• DESAFIOS
**a.** Reescreva o trecho do balanço de 2007 de "O ano de 2007" a "ação mais incisiva.", trocando "intenso" por "movimentado".
**b.** Responda às perguntas a seguir com base no balanço de 2007.
(i) Quem é o coordenador-geral do FNDC?
(ii) Em que mês foi realizado o I Fórum?
(iii) Em que frente o FNDC teve sua ação mais incisiva?

• TEXTO BASE
::::::::::

Friday, 26 de April de 2024 ISSN 1519-7670 - Ano 24 - nº 1285

Balanço do ano para a democratização da comunicação

O ano de 2007 foi intenso na área da comunicação brasileira. Ocorreram as implantações da nova TV pública, da TV Digital, a discussão da Classificação Indicativa, entre outros fatos. As ações foram acompanhadas de perto pelo Fórum Nacional pela Democratização da Comunicação (FNDC), sempre com o propósito de incidir nas formulações. No âmbito geral da luta pela democratização da comunicação, o FNDC pautou-se pela construção da Conferência Nacional de Comunicação, em ações que tiveram grande ressonância nos movimentos sociais e no Congresso Nacional. Mas foi na TV Pública, porém, que o Fórum teve sua ação mais incisiva.

A questão da Conferência Nacional de Comunicação, uma resolução da última plenária do FNDC, foi intensamente trabalhada em 2007, com grande ressonância nos movimentos sociais e depois no Congresso Nacional. ‘Isso nos toma bastante tempo, catalisa as ações de maneira geral. Acompanhamos os projetos da digitalização da TV na Câmara dos Deputados, tentando incidir de alguma maneira sobre isso. Na rádio digital também’, destaca Celso Schröder, coordenador-geral do FNDC, que esteve acompanhando diversas audiências públicas. ‘Mas foi talvez a TV pública nossa ação mais concreta, na medida em que nos ocupou o final do ano passado todo com as reuniões dos grupos de trabalho, culminando com o I Fórum, em maio’, avalia Schröder. A TV pública (TV Brasil), que encerra o ano com sua criação encaminhada pelo governo fefderal, teve um acompanhamento bastante intenso do FNDC, que contribuiu com formulações, críticas e defesas ao projeto.

::::::::::

• DADOS APRESENTADOS
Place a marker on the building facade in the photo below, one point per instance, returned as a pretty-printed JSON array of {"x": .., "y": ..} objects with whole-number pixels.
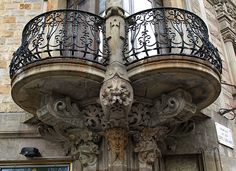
[{"x": 117, "y": 85}]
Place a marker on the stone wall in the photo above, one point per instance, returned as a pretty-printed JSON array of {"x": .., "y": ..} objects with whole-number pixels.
[{"x": 14, "y": 134}]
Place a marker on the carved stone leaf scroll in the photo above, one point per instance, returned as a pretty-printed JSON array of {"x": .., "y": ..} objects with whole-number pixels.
[
  {"x": 173, "y": 108},
  {"x": 147, "y": 148}
]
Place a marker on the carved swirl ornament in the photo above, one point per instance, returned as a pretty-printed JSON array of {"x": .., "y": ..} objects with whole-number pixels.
[{"x": 79, "y": 129}]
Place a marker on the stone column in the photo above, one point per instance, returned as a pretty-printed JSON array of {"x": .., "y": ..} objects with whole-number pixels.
[
  {"x": 116, "y": 94},
  {"x": 229, "y": 40}
]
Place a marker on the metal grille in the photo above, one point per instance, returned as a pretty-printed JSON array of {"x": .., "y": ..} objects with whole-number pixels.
[
  {"x": 62, "y": 33},
  {"x": 168, "y": 31}
]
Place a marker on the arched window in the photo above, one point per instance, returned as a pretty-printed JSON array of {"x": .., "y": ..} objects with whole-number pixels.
[
  {"x": 98, "y": 6},
  {"x": 133, "y": 6}
]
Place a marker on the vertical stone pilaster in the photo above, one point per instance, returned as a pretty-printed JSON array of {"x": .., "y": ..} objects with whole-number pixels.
[
  {"x": 116, "y": 94},
  {"x": 117, "y": 139},
  {"x": 231, "y": 57}
]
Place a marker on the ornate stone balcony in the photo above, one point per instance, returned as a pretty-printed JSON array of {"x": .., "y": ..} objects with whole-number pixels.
[
  {"x": 62, "y": 51},
  {"x": 169, "y": 48},
  {"x": 113, "y": 82}
]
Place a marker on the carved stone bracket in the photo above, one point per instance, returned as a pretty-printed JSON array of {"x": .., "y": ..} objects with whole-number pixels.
[
  {"x": 116, "y": 97},
  {"x": 117, "y": 138},
  {"x": 60, "y": 110},
  {"x": 63, "y": 122},
  {"x": 147, "y": 148},
  {"x": 172, "y": 108}
]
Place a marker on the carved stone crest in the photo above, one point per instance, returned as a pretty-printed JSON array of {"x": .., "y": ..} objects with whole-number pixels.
[
  {"x": 116, "y": 98},
  {"x": 117, "y": 139}
]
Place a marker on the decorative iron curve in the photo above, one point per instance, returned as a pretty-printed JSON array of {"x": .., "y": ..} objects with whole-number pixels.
[
  {"x": 167, "y": 31},
  {"x": 62, "y": 33}
]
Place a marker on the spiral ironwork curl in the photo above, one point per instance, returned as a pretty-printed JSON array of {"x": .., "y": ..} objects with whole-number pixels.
[
  {"x": 62, "y": 33},
  {"x": 168, "y": 31}
]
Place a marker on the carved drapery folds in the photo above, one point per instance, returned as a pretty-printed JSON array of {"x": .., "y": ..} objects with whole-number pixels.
[{"x": 80, "y": 130}]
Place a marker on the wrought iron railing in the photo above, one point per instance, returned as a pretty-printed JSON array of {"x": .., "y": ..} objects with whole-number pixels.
[
  {"x": 62, "y": 33},
  {"x": 167, "y": 31}
]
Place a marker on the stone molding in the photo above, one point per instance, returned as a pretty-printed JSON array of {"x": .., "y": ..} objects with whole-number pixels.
[
  {"x": 80, "y": 129},
  {"x": 226, "y": 13},
  {"x": 63, "y": 122},
  {"x": 117, "y": 139}
]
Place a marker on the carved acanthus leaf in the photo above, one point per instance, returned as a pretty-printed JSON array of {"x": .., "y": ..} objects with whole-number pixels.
[
  {"x": 55, "y": 111},
  {"x": 173, "y": 108},
  {"x": 147, "y": 148},
  {"x": 94, "y": 117},
  {"x": 139, "y": 116}
]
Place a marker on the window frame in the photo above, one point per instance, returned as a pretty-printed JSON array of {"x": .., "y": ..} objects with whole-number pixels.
[{"x": 35, "y": 164}]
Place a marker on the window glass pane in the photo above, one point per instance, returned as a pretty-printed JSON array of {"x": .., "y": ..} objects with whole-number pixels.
[{"x": 141, "y": 5}]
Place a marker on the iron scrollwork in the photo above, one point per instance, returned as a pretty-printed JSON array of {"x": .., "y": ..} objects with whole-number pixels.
[
  {"x": 62, "y": 33},
  {"x": 168, "y": 31}
]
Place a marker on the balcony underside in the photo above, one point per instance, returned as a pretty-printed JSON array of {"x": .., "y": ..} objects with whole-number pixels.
[
  {"x": 76, "y": 78},
  {"x": 154, "y": 76}
]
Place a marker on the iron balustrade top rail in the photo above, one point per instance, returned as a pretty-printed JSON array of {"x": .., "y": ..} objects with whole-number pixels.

::::::::::

• SOLUÇÕES
**a.**
O ano de 2007 foi movimentado na área da comunicação brasileira. Ocorreram as implantações da nova TV pública, da TV Digital, a discussão da Classificação Indicativa, entre outros fatos. As ações foram acompanhadas de perto pelo Fórum Nacional pela Democratização da Comunicação (FNDC), sempre com o propósito de incidir nas formulações. No âmbito geral da luta pela democratização da comunicação, o FNDC pautou-se pela construção da Conferência Nacional de Comunicação, em ações que tiveram grande ressonância nos movimentos sociais e no Congresso Nacional. Mas foi na TV Pública, porém, que o Fórum teve sua ação mais incisiva.

**b.**
(i) Celso Schröder.
(ii) Em maio.
(iii) Na TV pública.